***** Quoted passage *****

How to Uncover Non-obvious SEO Mistakes on Gatsby Websites

Monica Lent published June 21, 2020

I want to start by dislodging perhaps the most prevalent misunderstanding about SEO that developers have today:

The idea that making a website "SEO-friendly" is primarily about having some meta tags in the head of your website.

You can read just about any JavaScript blog on the SEO aspect of popular libraries or frameworks, whether it's Gatsby, React, NextJS, or Vue. The content centers around just a few items. Namely:

Populating some meta tags (incl. the canonical tag)
Rendering a sitemap
Maybe structured data, too

Yes, having a title, description, canonical tags, and other meta tags are important.

But the problem is, no one bothers to explain to developers why those things are important or how they're used.

So those initial SEO efforts often become broken over time, as an unintended side effect of other changes on a website. And since the devs don't know the mechanics behind it, they never notice.

That is, until the CEO freaks out that the website "isn't on Google anymore".

So today, I want to help you find and fix these non-obvious issues that could be hurting how well your site is being discovered in search 🎉

In case you're wondering: Why talk about SEO with Gatsby in particular? For me, it's three reasons:

The "magic of Gatsby" makes this framework prone to these issues
Lots of developers use Gatsby for their personal or project blogs
I recently audited one of my Gatsby sites and was surprised to find tons of mistakes (so, even as someone who knows this stuff, it is really easy to miss!)

That said, these issues can apply to any website on the planet. So even if you don't use Gatsby, you'll still find practical ways to recognize technical SEO issues on websites written with other frameworks.

In this post you will learn:

What is technical SEO and why should I care?
Tactics for finding and fixing Gatsby SEO mistakes (and why they are problematic)
More resources for learning about technical SEO

What is technical SEO?

By definition, technical SEO is the aspect of SEO that ensures your website can be effectively crawled, rendered, and indexed by Google.

Often, Google is smart enough to figure out what's going on, but other times mistakes can lead to a page or website not ranking as well as it could, or for pages not to get indexed.

There are many other aspects to SEO such as keyword research, the content itself, accumulating backlinks and building your website's authority, and so forth.

Why should you care? At least for developers who subscribe to my newsletter, SEO matters because they want to get more people to visit their blog or their online business without spending money on ads or having a massive social media following.

Gatsby SEO mistakes: tactics for finding and fixing them

I need to emphasize that this list is not exhaustive.

***** Provided records *****

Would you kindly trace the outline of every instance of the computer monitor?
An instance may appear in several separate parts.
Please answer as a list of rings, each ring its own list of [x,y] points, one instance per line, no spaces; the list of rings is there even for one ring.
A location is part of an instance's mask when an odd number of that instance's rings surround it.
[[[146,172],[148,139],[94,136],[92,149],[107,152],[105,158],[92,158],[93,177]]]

*****

**Requests**
• a. In the article on Gatsby SEO mistakes, how is technical SEO defined?
• b. Carry on the article on Gatsby SEO mistakes, starting after its final sentence.

**Written answers**
• a. It is the aspect of SEO that ensures your website can be effectively crawled, rendered, and indexed by Google.

• b.
But I picked these issues to focus on because they all represent pitfalls that I believe are probably really common in the Gatsby world (especially if you don't have a dedicated SEO expert handling the website).

We're going to look into:

Orphan pages in src/pages
Accidentally indexable draft content
Duplicate content for generated pages
Non-redirected, inconsistent trailing slashes
Inconsistent trailing slashes and canonicals from internal links

I even have one example of an minor issue I found on the official Gatsby website, which just goes to show how tricky this stuff can be.

1. Orphan pages in `src/pages`

Orphan pages are pages on your website that don't have any internal links to them.

And because of the fact that Gatsby automatically creates pages for everything inside your src/pages, it is extremely easy to accidentally end up with orphan pages.

(Especially because a lot of developers are afraid to delete things, "just in case" we might need it later 😉)

While orphan pages aren't necessarily bad in terms of SEO, they can be a sign of other issues. Imagine this scenario:

It's a page you're not updating anymore
You don't link to it from anywhere in the site
But it's still in your sitemap

This can result in your visitors finding outdated content by searching for it in Google. Not necessarily, but it can happen.

Detect it: Check your sitemap or use a crawler

If you have a small site, you can literally just open up your sitemap and look at it, usually at /sitemap.xml. You might immediately find pages you don't want indexed (on my site I found an outdated FAQ and Contact page).

Without a sitemap, you can check in the build/ directory.

If you have a bigger site that is impactical or impossible to check manually, there are tools that will detect orphan pages for you though a lot of them are paid. Screaming Frog is one tool that's popular with people who do SEO for a living.

I first noticed I had some orphan pages after running the Ahrefs Site Audit tool.

Solution: Delete or exclude the excess pages

The easiest thing to do is just to delete those pages.

Another option is that you can use something like the gatsby-plugin-exclude plugin to exclude those pages from being rendered.

While you're looking in your sitemap, you might find other things you don't expect to be there...

2. Accidentally indexable draft content

These are also orphan pages, but with a different root cause.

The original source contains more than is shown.